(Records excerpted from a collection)

◆ ◆ ◆

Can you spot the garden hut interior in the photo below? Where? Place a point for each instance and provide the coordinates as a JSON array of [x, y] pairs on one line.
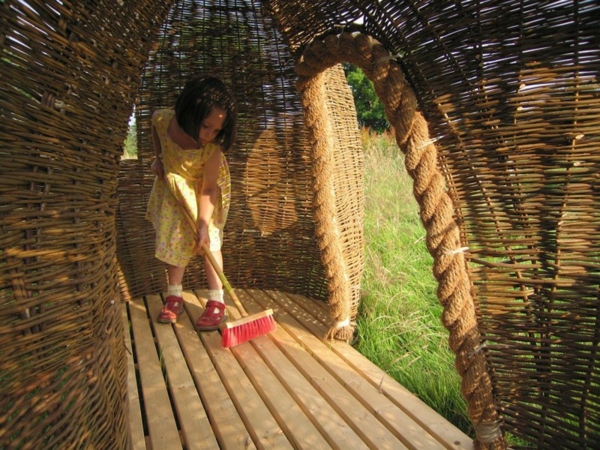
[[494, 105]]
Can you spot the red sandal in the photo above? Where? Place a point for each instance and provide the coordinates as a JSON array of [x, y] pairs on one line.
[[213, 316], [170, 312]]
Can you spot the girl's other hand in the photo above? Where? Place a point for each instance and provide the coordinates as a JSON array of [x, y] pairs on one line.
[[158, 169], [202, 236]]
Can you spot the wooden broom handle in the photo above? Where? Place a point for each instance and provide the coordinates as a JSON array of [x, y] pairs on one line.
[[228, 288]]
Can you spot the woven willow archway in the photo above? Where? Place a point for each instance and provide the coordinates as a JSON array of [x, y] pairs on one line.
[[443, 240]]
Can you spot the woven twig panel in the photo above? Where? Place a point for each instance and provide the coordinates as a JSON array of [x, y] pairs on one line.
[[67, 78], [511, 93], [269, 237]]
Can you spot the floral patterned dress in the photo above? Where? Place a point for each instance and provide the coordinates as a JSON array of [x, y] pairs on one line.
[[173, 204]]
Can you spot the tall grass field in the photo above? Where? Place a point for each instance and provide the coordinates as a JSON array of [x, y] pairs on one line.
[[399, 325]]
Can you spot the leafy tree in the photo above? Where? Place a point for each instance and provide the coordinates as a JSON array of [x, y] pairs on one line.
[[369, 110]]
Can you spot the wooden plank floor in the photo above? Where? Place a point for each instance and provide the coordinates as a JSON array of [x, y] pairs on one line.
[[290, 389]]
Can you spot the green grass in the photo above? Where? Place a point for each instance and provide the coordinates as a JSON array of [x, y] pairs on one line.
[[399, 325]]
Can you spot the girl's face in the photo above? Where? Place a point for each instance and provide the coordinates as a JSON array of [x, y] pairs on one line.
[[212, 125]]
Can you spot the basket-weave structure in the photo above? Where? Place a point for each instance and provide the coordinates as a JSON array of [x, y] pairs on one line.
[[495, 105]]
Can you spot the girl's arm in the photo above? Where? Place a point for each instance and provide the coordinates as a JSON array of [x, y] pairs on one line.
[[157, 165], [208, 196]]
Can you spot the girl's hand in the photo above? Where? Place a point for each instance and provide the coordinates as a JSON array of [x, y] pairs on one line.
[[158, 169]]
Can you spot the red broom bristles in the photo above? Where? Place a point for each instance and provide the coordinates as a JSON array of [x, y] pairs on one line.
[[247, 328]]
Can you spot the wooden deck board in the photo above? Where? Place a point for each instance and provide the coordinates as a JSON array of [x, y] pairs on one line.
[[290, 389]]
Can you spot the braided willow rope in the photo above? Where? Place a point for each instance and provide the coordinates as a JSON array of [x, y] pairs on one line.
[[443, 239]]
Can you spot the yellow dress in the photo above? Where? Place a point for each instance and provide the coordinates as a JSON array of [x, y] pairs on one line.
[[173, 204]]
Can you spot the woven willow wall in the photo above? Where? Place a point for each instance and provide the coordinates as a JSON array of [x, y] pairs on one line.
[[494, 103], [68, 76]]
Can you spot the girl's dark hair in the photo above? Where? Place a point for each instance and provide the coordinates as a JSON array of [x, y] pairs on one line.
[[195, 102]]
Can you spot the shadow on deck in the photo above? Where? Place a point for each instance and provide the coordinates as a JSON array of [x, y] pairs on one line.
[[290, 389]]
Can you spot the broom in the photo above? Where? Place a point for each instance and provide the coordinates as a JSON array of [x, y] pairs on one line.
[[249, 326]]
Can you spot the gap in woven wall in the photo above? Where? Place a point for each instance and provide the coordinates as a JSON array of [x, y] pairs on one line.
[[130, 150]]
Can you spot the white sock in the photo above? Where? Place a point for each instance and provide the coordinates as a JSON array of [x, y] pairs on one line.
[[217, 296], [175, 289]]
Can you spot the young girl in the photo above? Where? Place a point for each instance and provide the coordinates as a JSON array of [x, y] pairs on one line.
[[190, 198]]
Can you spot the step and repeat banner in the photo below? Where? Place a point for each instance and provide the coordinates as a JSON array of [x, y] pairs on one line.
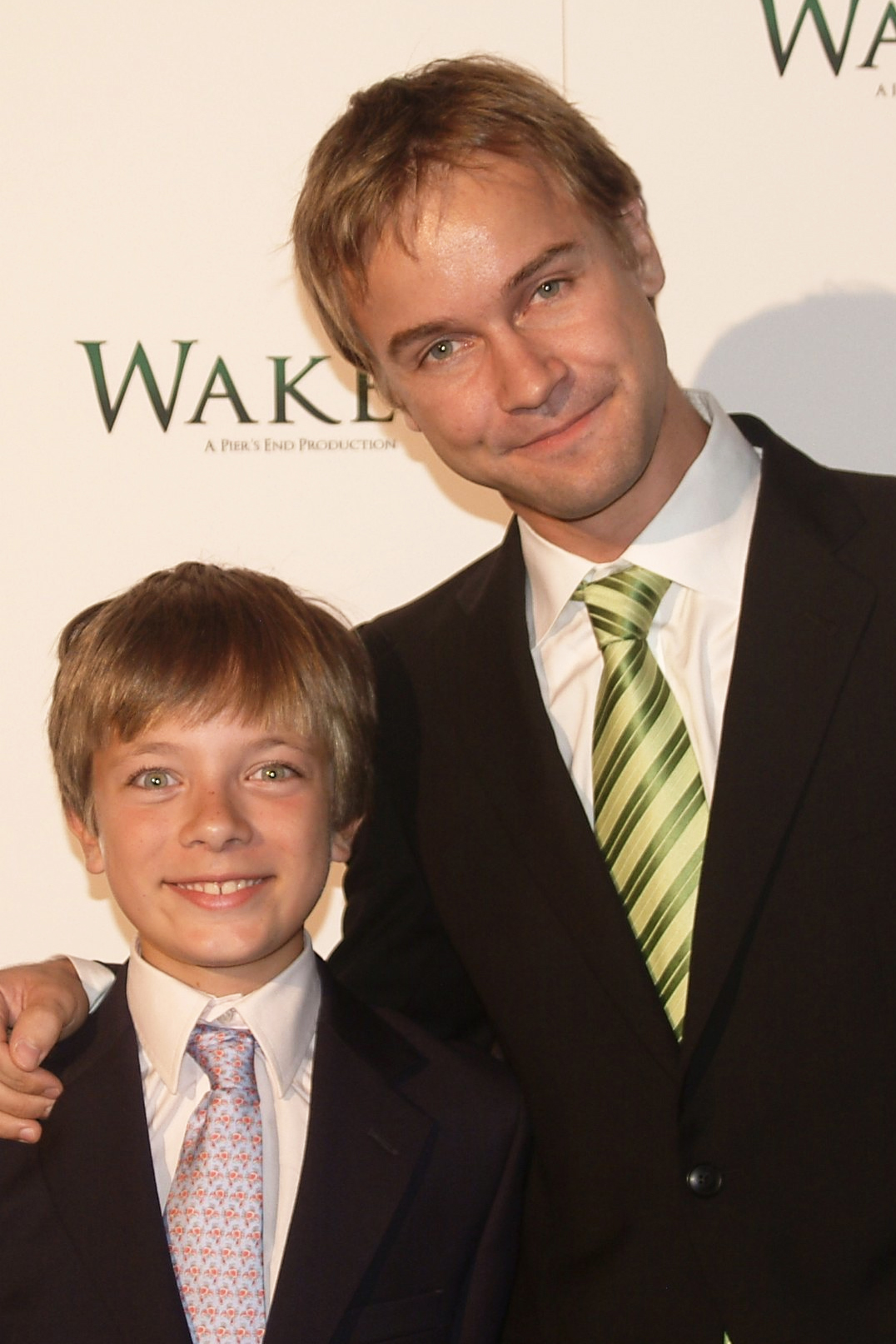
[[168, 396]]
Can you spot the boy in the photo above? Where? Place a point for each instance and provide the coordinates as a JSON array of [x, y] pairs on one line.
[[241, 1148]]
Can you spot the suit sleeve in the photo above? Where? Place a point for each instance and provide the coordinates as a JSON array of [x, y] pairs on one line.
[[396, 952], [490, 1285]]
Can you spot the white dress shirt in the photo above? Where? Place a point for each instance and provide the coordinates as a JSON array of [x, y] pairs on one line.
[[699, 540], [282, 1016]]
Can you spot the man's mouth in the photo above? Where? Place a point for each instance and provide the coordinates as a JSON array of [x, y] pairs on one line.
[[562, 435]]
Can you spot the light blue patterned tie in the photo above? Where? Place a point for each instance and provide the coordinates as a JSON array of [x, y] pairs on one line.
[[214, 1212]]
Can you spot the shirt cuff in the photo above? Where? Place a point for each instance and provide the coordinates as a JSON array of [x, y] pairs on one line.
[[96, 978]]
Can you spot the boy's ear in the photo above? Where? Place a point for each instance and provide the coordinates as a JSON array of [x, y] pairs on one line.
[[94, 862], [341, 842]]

◆ ◆ ◆

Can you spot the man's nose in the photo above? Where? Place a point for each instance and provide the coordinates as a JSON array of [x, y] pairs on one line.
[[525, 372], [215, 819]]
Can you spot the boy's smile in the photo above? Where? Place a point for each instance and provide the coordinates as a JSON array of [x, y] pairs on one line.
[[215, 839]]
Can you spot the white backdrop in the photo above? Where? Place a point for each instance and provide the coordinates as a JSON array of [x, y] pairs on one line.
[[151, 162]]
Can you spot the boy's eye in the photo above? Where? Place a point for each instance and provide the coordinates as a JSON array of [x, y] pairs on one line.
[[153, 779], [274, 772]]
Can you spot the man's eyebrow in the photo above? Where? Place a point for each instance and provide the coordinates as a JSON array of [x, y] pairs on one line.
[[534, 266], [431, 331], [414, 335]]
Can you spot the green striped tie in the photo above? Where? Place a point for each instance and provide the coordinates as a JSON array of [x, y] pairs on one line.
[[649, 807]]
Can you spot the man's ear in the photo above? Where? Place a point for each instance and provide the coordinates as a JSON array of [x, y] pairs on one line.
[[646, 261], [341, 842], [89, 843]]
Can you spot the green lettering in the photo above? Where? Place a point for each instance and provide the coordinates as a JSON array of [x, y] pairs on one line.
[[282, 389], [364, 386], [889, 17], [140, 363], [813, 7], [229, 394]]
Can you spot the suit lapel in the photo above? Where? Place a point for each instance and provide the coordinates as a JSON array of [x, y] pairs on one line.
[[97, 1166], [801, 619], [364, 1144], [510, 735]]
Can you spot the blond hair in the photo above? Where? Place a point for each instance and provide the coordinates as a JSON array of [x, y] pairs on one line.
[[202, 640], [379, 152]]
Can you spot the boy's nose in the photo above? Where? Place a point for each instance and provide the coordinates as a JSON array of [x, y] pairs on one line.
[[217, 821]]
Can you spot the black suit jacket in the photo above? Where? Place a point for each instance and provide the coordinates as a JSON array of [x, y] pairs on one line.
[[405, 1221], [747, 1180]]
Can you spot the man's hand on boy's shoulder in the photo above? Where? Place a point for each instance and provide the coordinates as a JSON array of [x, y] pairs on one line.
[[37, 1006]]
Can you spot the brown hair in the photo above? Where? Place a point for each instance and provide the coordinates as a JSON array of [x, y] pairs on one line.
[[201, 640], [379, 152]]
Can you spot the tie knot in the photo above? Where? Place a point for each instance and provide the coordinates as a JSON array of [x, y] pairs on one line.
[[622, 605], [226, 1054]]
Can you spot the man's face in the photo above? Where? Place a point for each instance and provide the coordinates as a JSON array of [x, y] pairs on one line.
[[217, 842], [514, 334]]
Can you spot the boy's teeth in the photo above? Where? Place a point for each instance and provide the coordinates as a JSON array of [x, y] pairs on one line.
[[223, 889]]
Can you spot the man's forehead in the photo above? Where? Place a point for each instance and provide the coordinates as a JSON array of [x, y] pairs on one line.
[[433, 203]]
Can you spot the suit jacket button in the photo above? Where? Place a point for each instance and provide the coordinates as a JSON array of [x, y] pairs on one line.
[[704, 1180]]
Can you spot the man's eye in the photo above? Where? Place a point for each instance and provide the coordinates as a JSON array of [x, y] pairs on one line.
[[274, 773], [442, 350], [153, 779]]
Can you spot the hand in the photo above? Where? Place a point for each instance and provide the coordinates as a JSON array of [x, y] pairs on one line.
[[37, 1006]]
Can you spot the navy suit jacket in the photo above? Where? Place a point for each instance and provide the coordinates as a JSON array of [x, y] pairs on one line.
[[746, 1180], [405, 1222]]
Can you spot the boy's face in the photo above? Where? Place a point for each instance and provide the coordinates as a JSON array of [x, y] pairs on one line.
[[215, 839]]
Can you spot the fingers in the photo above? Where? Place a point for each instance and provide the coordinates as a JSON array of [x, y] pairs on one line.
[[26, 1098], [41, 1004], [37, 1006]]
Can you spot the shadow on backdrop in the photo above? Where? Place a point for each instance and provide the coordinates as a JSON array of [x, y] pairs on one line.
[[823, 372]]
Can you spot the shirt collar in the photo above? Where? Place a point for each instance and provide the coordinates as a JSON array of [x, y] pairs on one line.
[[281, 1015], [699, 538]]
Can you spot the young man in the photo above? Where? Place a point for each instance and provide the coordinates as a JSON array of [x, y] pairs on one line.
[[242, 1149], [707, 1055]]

◆ ◆ ◆

WHAT TO WORK ON. Write out the entries word for word, beginning with the line that contains "Can you spot the boy's eye" and ending with the line that contains "[[649, 807]]", both of those lines included.

WORKED ANSWER.
Can you spot the boy's eye in the photo above? Where? Place a point for each instance and provide the coordinates as a JSON array of [x, y] pairs on one line.
[[153, 779], [274, 772]]
Can you spot the man's eyebrow in the photo above? Where? Place a point for each instance and provide the coordinates as a JSON array of [x, y] pairs on one line.
[[534, 266], [431, 331], [414, 335]]
Can you spot the green striped tie in the photo above? Where? Place a point for each instance and provide the coordinates as a JSON array of [x, y] pairs on one line.
[[649, 807]]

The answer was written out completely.